**Point-based annotation data**
>>>

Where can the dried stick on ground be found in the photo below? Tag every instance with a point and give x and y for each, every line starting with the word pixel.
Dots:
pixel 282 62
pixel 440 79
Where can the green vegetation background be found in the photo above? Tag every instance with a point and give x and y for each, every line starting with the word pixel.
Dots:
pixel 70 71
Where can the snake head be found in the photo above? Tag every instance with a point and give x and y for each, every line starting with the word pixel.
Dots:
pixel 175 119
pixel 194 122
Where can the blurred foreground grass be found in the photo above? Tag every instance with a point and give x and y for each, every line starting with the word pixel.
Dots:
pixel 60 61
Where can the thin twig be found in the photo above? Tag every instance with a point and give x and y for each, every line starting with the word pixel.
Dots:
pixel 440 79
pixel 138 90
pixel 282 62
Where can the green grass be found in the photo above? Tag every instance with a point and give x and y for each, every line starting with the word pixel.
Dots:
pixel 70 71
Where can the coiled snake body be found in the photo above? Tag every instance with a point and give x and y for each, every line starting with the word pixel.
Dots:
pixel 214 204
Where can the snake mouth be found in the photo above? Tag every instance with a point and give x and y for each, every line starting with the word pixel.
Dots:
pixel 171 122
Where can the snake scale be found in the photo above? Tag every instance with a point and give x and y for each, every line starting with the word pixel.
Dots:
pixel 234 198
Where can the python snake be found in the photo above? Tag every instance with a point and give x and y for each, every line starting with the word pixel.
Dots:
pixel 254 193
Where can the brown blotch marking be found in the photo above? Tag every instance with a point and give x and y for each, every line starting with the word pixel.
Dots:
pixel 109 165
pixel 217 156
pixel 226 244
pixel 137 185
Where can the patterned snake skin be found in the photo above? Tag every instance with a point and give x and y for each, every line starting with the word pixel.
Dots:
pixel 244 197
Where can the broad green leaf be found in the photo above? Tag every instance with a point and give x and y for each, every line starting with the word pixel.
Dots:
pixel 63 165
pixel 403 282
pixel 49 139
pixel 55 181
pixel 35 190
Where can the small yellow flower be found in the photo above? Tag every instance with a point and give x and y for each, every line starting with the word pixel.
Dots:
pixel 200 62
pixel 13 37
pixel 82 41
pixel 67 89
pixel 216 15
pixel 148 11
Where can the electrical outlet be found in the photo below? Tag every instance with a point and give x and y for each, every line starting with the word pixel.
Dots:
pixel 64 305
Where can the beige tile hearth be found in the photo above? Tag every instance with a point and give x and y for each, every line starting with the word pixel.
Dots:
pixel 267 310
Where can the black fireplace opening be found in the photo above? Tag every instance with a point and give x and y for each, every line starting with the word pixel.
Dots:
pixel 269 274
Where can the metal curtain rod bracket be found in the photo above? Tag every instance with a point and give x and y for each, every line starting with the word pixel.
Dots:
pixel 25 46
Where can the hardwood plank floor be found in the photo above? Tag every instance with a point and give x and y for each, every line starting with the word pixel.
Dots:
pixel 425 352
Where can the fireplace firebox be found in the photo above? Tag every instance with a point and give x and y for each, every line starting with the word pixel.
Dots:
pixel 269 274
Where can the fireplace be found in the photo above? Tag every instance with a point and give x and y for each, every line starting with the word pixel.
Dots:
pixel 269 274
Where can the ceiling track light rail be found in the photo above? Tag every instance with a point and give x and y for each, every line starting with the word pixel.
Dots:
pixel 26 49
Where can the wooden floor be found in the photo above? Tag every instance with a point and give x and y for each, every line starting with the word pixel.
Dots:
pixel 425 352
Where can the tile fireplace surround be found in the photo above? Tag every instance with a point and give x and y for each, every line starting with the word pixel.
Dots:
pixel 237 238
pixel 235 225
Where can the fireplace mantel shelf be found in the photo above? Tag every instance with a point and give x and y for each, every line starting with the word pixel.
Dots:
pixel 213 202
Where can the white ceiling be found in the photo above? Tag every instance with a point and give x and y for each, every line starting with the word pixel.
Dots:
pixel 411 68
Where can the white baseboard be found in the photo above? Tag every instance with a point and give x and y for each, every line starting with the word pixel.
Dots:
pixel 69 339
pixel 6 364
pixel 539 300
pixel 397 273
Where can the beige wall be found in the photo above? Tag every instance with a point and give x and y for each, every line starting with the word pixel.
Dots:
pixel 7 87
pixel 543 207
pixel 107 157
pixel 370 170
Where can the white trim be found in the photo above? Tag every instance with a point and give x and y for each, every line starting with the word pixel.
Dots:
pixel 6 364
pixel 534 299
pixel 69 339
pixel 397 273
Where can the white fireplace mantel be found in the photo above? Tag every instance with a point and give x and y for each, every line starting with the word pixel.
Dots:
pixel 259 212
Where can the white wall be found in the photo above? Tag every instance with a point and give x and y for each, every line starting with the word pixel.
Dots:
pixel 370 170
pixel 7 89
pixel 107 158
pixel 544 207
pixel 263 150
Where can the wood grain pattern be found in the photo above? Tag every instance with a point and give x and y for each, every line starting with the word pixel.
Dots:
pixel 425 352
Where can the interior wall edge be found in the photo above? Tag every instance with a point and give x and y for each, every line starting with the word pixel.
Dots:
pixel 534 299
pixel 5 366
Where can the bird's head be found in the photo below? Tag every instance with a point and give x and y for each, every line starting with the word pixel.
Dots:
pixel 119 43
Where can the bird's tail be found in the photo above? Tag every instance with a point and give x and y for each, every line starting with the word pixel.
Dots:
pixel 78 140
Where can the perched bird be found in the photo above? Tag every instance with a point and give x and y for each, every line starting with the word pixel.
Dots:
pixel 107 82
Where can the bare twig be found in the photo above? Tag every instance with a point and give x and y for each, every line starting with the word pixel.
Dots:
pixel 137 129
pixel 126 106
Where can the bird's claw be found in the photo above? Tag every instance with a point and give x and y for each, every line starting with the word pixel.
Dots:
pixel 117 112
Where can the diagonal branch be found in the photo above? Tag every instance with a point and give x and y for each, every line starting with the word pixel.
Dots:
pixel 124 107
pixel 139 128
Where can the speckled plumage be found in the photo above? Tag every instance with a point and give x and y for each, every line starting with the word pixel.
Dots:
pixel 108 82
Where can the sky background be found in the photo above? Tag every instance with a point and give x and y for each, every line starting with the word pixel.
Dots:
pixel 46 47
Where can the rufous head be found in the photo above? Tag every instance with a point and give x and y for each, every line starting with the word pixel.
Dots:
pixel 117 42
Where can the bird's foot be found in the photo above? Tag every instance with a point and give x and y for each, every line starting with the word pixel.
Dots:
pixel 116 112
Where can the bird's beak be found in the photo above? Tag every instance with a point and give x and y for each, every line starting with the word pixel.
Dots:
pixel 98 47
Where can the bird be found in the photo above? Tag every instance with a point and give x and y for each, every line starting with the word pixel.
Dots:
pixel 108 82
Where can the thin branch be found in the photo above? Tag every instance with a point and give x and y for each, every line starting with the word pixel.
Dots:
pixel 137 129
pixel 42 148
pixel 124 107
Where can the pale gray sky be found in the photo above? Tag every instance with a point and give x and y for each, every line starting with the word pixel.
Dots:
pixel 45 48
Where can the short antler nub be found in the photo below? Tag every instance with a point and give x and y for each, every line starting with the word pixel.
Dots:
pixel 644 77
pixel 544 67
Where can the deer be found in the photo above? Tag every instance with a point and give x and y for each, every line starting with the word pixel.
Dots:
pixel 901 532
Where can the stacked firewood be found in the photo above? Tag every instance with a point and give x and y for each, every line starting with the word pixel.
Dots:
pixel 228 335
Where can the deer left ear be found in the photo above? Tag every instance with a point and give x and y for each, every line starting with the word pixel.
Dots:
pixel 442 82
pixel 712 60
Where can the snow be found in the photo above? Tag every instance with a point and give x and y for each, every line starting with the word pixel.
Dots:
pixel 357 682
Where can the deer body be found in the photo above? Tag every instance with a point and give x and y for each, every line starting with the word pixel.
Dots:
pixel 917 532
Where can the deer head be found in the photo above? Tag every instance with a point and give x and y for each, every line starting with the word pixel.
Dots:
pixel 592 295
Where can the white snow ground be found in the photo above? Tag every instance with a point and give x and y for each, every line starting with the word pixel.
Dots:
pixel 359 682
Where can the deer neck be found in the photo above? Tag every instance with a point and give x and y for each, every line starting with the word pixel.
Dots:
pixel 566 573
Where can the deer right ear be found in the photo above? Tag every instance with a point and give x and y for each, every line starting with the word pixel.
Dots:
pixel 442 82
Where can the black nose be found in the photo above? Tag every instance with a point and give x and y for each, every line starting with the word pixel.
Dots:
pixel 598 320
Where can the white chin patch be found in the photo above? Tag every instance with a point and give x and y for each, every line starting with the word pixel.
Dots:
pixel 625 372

<<<

**Exercise requirements**
Put the rows starting at the line that contains "Where can the short" and ending at the line that contains "pixel 357 682" into a JSON list of strings, one string per line, with blank lines left out.

**Result below**
[
  "Where can the short antler nub be found in the photo below? Tag every instance with a point and give x and y for each, every line starting with the word pixel.",
  "Dots:",
  "pixel 644 77",
  "pixel 544 67",
  "Where can the deer be found in the photo above? Tag every instance with a point and give x and y for each, every line starting with the word pixel.",
  "Dots:",
  "pixel 901 532",
  "Where can the stacked firewood be found in the photo above? Tag every instance with a point and give x and y for each, every line starting with the word pixel.",
  "Dots:",
  "pixel 228 335",
  "Where can the deer left ear be found in the photo above? Tag every instance with a point and give x and y for each, every line starting with the word pixel.",
  "Dots:",
  "pixel 442 82",
  "pixel 712 60",
  "Where can the snow be found in the photo above? Tag every instance with a point and give x and y for each, every line starting with the word pixel.",
  "Dots:",
  "pixel 357 682"
]